OBJECTIF DU TRAVAIL
Convertissez en liste numérotée les lignes du listing qui vont de la ligne contenant "white and blue" jusqu'à la ligne contenant "446 386 L 442", cette dernière comprise. Omettez les lignes vides.

DONNÉES EN ENTRÉE
******************************

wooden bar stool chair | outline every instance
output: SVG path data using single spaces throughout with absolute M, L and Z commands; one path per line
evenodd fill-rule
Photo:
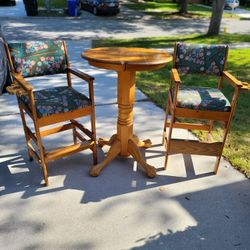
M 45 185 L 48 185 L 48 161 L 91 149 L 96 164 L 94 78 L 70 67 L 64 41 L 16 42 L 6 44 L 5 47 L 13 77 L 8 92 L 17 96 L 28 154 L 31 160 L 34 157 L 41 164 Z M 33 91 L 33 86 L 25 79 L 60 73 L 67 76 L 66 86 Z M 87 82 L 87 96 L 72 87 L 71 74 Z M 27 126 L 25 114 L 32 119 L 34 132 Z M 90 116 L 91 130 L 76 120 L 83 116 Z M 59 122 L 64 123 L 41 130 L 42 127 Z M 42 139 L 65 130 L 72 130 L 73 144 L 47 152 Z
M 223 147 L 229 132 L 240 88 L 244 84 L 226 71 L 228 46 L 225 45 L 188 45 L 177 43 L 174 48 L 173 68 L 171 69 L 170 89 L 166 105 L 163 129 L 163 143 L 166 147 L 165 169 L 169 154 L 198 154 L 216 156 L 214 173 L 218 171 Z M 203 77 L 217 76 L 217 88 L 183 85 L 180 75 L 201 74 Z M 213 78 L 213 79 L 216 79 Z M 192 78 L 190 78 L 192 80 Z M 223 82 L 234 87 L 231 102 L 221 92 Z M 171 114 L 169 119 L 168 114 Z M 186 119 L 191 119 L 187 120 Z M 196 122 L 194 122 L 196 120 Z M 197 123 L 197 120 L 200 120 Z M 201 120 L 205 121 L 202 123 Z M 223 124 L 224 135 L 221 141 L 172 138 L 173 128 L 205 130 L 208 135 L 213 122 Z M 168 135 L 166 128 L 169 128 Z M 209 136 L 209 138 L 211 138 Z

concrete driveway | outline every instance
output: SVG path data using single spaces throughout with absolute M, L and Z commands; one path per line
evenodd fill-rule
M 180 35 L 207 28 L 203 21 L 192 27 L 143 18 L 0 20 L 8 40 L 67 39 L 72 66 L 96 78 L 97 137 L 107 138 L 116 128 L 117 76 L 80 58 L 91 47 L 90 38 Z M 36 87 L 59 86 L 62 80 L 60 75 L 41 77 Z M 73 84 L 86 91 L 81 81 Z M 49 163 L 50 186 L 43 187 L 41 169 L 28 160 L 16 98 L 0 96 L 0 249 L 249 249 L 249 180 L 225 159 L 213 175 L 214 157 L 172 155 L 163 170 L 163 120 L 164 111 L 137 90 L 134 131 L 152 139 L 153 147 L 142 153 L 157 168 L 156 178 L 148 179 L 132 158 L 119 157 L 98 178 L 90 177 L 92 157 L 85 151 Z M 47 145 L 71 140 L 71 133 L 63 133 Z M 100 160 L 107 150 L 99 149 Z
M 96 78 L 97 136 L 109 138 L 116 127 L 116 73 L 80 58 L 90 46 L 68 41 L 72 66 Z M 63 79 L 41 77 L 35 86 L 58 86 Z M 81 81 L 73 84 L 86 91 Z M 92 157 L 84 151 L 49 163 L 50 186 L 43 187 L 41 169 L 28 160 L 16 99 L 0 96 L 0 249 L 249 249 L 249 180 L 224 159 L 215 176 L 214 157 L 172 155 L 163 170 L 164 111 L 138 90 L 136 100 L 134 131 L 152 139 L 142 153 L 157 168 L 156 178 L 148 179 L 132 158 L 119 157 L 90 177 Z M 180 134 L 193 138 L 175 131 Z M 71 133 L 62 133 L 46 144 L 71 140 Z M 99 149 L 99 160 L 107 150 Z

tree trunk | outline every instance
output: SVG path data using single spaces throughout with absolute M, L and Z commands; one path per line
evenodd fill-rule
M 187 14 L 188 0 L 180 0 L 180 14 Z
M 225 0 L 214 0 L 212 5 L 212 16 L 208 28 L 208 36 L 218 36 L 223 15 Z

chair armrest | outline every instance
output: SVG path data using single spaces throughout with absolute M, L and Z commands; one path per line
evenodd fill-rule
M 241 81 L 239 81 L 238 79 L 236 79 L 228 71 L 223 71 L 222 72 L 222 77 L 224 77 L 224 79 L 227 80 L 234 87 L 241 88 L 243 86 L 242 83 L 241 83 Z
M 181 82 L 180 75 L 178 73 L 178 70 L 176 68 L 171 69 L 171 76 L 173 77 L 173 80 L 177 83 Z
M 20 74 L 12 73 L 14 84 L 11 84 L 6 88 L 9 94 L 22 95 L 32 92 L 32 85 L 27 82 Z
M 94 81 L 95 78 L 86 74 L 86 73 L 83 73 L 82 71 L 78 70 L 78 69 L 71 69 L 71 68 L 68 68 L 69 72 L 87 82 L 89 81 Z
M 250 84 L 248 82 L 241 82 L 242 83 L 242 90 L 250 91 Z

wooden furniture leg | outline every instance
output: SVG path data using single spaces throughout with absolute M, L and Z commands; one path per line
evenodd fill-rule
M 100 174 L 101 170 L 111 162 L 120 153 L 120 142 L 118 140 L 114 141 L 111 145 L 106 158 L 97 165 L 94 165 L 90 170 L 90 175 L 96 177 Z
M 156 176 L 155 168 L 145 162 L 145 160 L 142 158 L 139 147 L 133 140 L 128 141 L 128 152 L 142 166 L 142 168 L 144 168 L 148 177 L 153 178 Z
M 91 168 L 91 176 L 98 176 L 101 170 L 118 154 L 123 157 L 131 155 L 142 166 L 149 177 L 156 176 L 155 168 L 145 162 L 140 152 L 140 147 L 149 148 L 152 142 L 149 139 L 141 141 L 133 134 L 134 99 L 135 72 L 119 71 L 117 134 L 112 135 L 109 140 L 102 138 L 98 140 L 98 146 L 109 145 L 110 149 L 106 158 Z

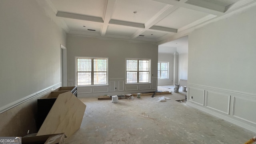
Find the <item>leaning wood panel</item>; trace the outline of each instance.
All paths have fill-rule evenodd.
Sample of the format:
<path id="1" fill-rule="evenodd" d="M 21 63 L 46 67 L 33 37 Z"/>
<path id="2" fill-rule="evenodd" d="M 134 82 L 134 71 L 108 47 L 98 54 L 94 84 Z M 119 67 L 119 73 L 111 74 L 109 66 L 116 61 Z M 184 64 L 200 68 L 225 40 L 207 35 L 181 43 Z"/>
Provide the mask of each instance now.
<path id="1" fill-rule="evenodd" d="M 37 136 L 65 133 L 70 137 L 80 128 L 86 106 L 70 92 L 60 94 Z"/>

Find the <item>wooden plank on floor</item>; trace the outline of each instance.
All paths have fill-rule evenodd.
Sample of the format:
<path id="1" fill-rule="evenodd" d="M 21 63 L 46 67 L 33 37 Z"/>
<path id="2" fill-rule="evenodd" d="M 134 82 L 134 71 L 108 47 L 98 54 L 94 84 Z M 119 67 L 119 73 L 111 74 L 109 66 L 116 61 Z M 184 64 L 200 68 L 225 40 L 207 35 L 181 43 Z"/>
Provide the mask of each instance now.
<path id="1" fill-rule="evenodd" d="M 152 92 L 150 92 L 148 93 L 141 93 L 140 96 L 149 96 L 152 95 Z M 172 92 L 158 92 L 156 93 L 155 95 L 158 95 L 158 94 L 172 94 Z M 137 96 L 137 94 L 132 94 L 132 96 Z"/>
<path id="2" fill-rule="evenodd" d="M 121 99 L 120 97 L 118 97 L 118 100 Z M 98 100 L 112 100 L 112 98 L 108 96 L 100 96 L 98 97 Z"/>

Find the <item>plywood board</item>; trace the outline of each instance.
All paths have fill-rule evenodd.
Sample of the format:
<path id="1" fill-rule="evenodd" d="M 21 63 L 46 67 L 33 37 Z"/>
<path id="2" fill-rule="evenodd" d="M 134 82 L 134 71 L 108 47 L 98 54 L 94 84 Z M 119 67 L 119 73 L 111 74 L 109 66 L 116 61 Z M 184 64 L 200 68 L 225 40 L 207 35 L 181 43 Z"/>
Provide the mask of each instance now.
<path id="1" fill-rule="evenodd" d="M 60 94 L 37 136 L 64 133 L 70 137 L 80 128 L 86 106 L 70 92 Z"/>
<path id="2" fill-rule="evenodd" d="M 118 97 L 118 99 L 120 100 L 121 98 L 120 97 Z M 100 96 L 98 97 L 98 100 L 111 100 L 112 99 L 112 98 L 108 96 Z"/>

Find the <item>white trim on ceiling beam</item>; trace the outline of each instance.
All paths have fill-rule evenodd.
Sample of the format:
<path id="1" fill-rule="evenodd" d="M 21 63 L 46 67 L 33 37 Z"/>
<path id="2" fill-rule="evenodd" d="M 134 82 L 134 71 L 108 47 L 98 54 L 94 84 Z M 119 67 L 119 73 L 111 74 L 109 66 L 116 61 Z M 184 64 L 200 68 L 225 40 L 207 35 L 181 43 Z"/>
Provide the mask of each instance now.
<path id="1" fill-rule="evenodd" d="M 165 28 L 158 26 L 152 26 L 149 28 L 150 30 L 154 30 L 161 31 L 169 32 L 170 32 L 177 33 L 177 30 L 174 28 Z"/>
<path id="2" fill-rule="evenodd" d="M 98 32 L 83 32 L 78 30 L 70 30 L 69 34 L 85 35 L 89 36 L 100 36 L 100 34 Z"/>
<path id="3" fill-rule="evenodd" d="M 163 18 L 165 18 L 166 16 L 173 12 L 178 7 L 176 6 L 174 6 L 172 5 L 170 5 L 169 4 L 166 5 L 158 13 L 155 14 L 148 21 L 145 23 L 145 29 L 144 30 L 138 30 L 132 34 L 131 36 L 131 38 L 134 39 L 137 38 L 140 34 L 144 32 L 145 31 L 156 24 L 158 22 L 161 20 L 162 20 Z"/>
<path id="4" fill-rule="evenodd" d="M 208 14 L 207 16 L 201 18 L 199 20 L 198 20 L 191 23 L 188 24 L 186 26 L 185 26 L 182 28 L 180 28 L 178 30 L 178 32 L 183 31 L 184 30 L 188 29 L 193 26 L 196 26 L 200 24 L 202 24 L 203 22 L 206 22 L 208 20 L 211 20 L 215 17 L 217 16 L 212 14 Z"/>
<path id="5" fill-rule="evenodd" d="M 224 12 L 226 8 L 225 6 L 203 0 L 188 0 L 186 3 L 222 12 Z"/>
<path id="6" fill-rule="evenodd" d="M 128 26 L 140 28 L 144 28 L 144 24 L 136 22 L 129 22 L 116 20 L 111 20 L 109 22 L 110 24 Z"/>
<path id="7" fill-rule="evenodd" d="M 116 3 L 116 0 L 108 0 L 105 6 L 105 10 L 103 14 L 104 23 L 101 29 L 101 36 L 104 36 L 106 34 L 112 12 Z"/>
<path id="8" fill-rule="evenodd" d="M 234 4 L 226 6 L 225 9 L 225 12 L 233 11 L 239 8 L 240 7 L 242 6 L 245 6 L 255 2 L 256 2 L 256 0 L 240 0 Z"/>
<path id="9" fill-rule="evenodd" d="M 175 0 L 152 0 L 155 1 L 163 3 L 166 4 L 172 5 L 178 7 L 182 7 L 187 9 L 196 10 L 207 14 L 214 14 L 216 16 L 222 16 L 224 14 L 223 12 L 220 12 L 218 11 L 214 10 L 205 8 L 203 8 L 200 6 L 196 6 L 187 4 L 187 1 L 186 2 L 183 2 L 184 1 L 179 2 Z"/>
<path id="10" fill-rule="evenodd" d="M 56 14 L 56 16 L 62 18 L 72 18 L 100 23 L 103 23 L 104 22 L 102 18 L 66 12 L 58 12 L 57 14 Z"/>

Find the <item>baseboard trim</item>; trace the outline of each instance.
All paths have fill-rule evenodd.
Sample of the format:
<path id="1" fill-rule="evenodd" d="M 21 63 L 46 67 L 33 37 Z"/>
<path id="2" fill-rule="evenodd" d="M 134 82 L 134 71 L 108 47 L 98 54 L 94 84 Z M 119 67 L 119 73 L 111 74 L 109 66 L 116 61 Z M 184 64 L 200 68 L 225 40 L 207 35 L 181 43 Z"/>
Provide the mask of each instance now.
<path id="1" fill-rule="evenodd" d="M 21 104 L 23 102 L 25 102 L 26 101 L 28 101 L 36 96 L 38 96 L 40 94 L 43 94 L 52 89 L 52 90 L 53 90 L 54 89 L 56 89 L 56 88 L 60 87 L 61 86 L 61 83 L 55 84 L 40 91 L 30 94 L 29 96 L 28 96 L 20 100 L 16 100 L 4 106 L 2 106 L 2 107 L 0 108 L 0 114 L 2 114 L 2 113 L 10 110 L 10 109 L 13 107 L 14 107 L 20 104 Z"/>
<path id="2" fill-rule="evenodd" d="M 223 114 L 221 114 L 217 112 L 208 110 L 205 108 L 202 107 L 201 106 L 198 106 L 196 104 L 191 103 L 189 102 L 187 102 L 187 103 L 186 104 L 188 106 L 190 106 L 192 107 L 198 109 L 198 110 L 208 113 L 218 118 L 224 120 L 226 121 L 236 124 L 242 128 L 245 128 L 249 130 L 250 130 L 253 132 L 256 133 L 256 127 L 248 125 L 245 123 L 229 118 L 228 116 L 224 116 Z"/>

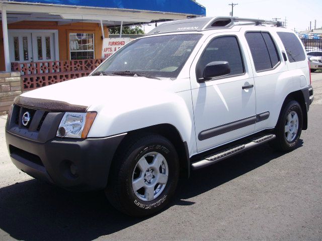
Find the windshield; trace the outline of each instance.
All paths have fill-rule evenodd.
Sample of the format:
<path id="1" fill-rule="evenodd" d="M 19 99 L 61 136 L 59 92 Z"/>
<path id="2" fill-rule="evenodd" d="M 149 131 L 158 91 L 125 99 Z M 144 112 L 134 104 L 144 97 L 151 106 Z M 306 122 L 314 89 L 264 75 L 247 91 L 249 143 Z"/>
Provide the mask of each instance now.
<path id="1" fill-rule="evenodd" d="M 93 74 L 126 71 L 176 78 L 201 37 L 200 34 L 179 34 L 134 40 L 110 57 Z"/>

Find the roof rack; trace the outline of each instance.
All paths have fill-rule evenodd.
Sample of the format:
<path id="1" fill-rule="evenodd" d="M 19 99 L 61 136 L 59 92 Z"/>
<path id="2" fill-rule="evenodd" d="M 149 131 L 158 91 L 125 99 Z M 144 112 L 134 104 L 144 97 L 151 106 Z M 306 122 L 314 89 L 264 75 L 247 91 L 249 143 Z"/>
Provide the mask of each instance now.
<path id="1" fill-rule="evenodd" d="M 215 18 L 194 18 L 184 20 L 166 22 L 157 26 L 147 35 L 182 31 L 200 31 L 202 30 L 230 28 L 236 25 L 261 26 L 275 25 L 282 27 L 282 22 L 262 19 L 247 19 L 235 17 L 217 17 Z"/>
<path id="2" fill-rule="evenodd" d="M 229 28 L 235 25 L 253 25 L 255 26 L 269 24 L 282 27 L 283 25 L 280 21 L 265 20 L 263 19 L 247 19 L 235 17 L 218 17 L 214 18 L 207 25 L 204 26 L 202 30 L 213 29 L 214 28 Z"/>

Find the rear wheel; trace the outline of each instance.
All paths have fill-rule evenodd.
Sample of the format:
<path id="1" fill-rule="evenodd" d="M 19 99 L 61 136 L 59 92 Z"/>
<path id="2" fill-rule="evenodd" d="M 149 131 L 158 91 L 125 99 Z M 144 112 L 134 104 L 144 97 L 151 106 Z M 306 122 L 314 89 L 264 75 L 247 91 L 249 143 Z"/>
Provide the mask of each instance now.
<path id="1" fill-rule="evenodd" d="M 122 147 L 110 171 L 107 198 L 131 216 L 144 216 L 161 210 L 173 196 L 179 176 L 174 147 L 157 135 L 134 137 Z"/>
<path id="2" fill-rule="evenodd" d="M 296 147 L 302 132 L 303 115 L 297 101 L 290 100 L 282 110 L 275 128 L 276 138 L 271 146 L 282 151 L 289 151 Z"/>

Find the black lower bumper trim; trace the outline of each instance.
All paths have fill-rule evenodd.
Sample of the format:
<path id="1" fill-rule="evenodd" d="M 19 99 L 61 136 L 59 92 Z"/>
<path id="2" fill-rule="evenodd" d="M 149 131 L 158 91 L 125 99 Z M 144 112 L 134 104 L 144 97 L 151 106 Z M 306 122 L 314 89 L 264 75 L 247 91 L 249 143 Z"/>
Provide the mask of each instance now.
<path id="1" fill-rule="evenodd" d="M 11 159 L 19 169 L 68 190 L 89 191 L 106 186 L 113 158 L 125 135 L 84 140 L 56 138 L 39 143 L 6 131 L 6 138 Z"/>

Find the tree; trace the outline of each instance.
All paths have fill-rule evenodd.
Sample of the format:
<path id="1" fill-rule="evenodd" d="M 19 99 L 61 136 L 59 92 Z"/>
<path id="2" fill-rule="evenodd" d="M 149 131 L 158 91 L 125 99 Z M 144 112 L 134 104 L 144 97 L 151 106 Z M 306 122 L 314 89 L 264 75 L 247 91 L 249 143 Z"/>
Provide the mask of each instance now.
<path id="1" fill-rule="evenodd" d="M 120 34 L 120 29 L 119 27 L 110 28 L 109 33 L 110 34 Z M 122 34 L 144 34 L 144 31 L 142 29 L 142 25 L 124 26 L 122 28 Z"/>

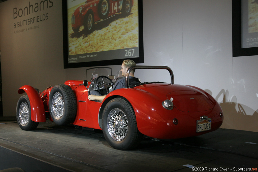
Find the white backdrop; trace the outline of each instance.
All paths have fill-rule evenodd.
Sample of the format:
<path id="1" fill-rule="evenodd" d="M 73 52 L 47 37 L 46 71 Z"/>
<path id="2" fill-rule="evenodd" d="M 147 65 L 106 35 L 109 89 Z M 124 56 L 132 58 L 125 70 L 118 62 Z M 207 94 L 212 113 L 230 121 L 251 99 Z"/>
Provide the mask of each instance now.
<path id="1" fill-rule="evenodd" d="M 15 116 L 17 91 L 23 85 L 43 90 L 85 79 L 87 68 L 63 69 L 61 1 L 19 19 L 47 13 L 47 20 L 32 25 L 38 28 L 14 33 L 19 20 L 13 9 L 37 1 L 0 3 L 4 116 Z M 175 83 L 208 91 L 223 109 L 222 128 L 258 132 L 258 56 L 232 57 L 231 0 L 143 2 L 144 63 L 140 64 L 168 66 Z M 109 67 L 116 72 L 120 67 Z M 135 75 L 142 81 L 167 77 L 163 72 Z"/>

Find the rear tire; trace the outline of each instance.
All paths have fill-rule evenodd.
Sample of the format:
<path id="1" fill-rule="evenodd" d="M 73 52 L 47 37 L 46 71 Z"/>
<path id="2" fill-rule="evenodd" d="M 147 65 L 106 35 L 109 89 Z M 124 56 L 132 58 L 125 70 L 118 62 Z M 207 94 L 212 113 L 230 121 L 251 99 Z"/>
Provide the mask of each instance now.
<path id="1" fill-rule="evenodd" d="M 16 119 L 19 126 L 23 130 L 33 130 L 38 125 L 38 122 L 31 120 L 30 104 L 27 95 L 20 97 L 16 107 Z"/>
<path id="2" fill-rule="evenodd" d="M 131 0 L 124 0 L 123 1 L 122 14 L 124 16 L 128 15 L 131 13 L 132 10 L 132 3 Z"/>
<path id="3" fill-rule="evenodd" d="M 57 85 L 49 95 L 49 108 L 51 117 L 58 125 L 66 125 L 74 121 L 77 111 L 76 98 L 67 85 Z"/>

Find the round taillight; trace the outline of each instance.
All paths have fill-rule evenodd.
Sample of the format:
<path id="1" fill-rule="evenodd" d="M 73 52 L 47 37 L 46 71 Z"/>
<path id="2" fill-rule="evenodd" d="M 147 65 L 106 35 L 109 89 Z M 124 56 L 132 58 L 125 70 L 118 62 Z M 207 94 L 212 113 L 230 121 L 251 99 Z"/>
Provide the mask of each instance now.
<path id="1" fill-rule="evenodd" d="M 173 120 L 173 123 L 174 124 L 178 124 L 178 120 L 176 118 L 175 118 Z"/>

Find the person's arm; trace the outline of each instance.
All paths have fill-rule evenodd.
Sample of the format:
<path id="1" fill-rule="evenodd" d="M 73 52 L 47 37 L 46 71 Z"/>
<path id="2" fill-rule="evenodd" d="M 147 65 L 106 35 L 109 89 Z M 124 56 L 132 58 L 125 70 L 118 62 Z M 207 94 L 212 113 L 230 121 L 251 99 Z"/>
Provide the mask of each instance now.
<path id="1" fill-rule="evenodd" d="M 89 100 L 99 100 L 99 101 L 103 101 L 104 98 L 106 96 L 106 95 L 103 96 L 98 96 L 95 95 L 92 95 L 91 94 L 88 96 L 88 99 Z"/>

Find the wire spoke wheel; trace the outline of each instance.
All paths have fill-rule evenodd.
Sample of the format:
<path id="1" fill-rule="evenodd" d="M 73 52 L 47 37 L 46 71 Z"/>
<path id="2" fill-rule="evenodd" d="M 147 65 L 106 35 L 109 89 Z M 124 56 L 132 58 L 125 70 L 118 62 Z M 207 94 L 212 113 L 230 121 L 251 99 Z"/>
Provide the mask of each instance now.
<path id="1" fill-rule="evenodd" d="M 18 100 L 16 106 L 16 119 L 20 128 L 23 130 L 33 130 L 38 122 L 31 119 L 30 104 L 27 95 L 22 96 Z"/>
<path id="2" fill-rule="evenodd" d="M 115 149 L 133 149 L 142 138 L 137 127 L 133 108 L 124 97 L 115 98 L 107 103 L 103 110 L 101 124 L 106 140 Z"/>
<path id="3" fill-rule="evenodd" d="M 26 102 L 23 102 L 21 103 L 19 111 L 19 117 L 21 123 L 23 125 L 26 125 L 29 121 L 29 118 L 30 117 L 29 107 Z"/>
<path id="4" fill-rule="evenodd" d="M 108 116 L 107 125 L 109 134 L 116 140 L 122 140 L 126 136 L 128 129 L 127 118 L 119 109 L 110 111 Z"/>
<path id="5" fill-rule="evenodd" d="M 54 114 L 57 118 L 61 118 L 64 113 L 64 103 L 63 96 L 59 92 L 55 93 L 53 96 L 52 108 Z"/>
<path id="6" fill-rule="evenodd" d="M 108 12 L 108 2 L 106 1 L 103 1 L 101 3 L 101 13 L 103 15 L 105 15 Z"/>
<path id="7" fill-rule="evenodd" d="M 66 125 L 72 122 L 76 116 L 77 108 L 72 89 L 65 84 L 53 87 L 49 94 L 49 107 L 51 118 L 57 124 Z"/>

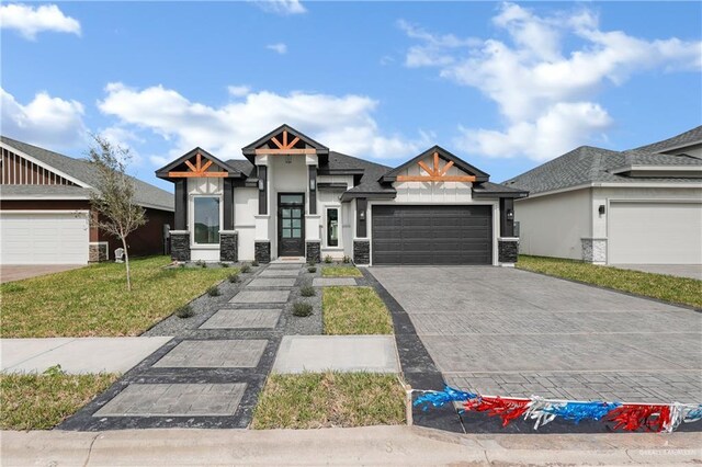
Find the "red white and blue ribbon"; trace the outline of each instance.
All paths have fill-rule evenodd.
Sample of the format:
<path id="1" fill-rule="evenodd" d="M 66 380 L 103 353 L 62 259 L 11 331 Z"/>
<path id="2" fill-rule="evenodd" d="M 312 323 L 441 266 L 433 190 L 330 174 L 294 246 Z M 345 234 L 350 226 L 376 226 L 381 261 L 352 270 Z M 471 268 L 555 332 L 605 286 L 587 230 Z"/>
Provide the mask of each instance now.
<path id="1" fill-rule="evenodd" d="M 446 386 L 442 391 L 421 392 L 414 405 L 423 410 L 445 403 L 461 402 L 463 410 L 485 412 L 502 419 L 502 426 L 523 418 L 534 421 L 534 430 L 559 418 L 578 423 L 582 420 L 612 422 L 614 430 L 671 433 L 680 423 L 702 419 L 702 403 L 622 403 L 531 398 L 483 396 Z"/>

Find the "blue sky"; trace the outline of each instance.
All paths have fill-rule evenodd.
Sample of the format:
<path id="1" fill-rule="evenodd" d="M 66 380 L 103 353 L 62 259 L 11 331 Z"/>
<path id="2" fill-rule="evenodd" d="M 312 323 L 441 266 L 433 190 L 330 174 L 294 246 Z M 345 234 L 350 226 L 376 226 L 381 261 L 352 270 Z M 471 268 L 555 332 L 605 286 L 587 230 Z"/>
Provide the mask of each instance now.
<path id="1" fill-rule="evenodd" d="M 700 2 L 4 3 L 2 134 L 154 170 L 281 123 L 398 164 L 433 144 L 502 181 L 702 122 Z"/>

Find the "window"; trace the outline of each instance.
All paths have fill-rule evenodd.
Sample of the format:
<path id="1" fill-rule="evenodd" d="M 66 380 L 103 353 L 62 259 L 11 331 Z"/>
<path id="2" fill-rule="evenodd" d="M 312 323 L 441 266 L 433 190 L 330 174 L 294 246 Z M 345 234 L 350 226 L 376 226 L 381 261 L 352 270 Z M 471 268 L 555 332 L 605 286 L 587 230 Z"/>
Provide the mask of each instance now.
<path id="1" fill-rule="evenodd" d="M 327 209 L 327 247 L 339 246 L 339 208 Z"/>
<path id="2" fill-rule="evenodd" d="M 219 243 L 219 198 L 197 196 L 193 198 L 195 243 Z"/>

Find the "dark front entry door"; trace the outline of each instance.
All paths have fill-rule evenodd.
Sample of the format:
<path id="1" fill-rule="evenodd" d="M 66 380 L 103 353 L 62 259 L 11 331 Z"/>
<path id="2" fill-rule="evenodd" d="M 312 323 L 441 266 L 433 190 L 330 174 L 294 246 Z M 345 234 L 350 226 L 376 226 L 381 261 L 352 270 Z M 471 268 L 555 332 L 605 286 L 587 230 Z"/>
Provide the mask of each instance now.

******************************

RÉSULTAT ATTENDU
1. Find the "red white and blue ribbon"; trace the outline of each instance.
2. All paths have fill-rule evenodd.
3. Sample of the format:
4. <path id="1" fill-rule="evenodd" d="M 66 380 L 103 353 L 62 259 L 11 331 Z"/>
5. <path id="2" fill-rule="evenodd" d="M 312 323 L 441 266 L 433 190 L 330 174 L 294 246 Z M 345 234 L 350 226 L 376 226 L 381 261 L 352 270 Z M 471 268 L 555 332 L 605 286 L 587 230 Z"/>
6. Provide the mask of each instance now.
7. <path id="1" fill-rule="evenodd" d="M 446 386 L 442 391 L 421 392 L 414 405 L 423 410 L 445 403 L 461 402 L 463 410 L 485 412 L 502 419 L 502 426 L 523 418 L 534 421 L 534 430 L 559 418 L 578 423 L 582 420 L 612 422 L 614 430 L 671 433 L 680 423 L 702 419 L 702 403 L 622 403 L 531 398 L 483 396 Z"/>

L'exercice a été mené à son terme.